Required task A:
Print the part of the pool filter sand thread from "I believe it" to "influx of nutrients.", word for word.
Required task B:
For each statement below, answer yes or no according to the pool filter sand thread, and quote the words that decide it.
(i) Darkblade48 thinks root tabs need replacing every few months.
(ii) Philip.Chan.92 has already found Staurogyne repens.
(iii) Darkblade48 calls gravel an inert substrate.
Required task C:
Answer these questions from the pool filter sand thread:
(i) Which fish does Philip.Chan.92 plan to keep in the planted tank?
(ii) According to Darkblade48, what will disturbing root tabs generally trigger?
(iii) How large is the tank being planned?

Source excerpt:
= = = =

# Pool filter sand for these plants?



## Philip.Chan.92 (Apr 25, 2010)

These are the plants that I am planning to use:

Echinodorus Tenellus
Echinodorus Bleheri (Amazon sword)
Echinodorus Quadricostatus
Vals
Pennywort
Staurogyne repens

Is pool filter sand ok for these plants?


----------



## Darkblade48 (Jan 28, 2008)

You will probably want to place some root tabs around the _Echinodorus_ spp., and perhaps even the _Vallisneria_ spp. that you plan to keep.

By the way, where did you manage to find _Staurogyne repens_ (Tropica 049G)? I have been looking for it and also UG for awhile now.


----------



## Philip.Chan.92 (Apr 25, 2010)

What root tabs should I use and how do you use them? I've never used them before. Do I need to replace them often? For a 75 gallons should I get a better substrate instead for the long run, maybe use gravel instead so that nutrients can reach the roots? I am planning to house discus, cardinals and corys in this planted tank.


----------



## Philip.Chan.92 (Apr 25, 2010)

I hear these plants are relatively hardy and don't require tons of ferts, won't the fish waste seeping into normal gravel be sufficient?


----------



## PACMAN (Mar 4, 2010)

Darkblade48 said:


> You will probably want to place some root tabs around the _Echinodorus_ spp., and perhaps even the _Vallisneria_ spp. that you plan to keep.
> 
> *By the way, where did you manage to find Staurogyne repens (Tropica 049G)? I have been looking for it and also UG for awhile now.*


just wanted to reiterate his question before it got lost in a sea of posts answering your qs.


----------



## Philip.Chan.92 (Apr 25, 2010)

Oh my bad, havent found it yet, might actually get another species that is more readily available. If you find any please tell me


----------



## Darkblade48 (Jan 28, 2008)

Philip.Chan.92 said:


> What root tabs should I use and how do you use them? I've never used them before.


Most of them are pretty much the same; pick one and it should be fine. You can even make your own (Tom Barr has some good instructions).



Philip.Chan.92 said:


> Do I need to replace them often?


I believe it is every few months. The last thing you want to do, however, is to disturb the root tabs and have them release their contents into the water column. That will generally trigger an algal bloom due to the sudden influx of nutrients.



Philip.Chan.92 said:


> For a 75 gallons should I get a better substrate instead for the long run, maybe use gravel instead so that nutrients can reach the roots? I am planning to house discus, cardinals and corys in this planted tank.


Gravel is still an inert substrate. Do you mean "planted" substrates such as Flourite, Eco Complete, etc (these are substrates with high CEC)? Or perhaps, are you talking about ADA substrates, etc?

To answer your question; it depends. What do you want to do in the long run? How long can you see yourself in this hobby, etc? I use "expensive" substrates, but I consider it an investment over the course of a lifetime 



Philip.Chan.92 said:


> I hear these plants are relatively hardy and don't require tons of ferts, won't the fish waste seeping into normal gravel be sufficient?


It depends. Most _Echinodorus_ will grow very well, and will quickly outgrow your 75g aquarium. There are a few species that stay small.

It also depends on how much light you will have. The more light you have, the more demand there will be for CO2 and fertilization. In a high light tank, the amount of bioload that is generated by fish waste will be insufficient for plants.

= = = =

Data:
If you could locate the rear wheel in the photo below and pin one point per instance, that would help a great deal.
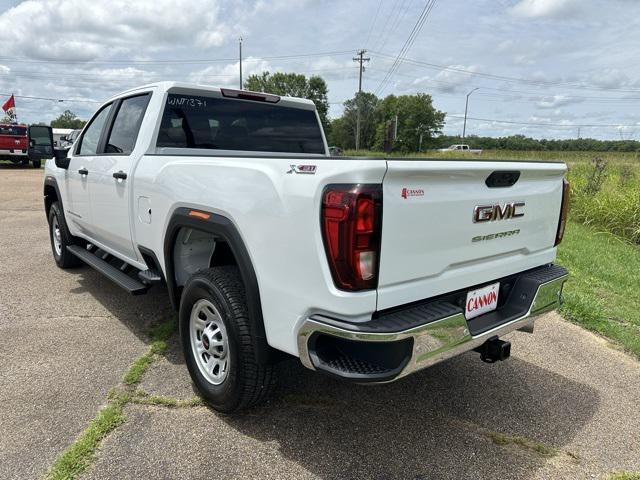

= = = =

Finished answer A:
I believe it is every few months. The last thing you want to do, however, is to disturb the root tabs and have them release their contents into the water column. That will generally trigger an algal bloom due to the sudden influx of nutrients.

Finished answer B:
(i) Yes: "I believe it is every few months."
(ii) No: "havent found it yet"
(iii) Yes: "Gravel is still an inert substrate."

Finished answer C:
(i) Discus, cardinals and corys
(ii) An algal bloom
(iii) 75 gallons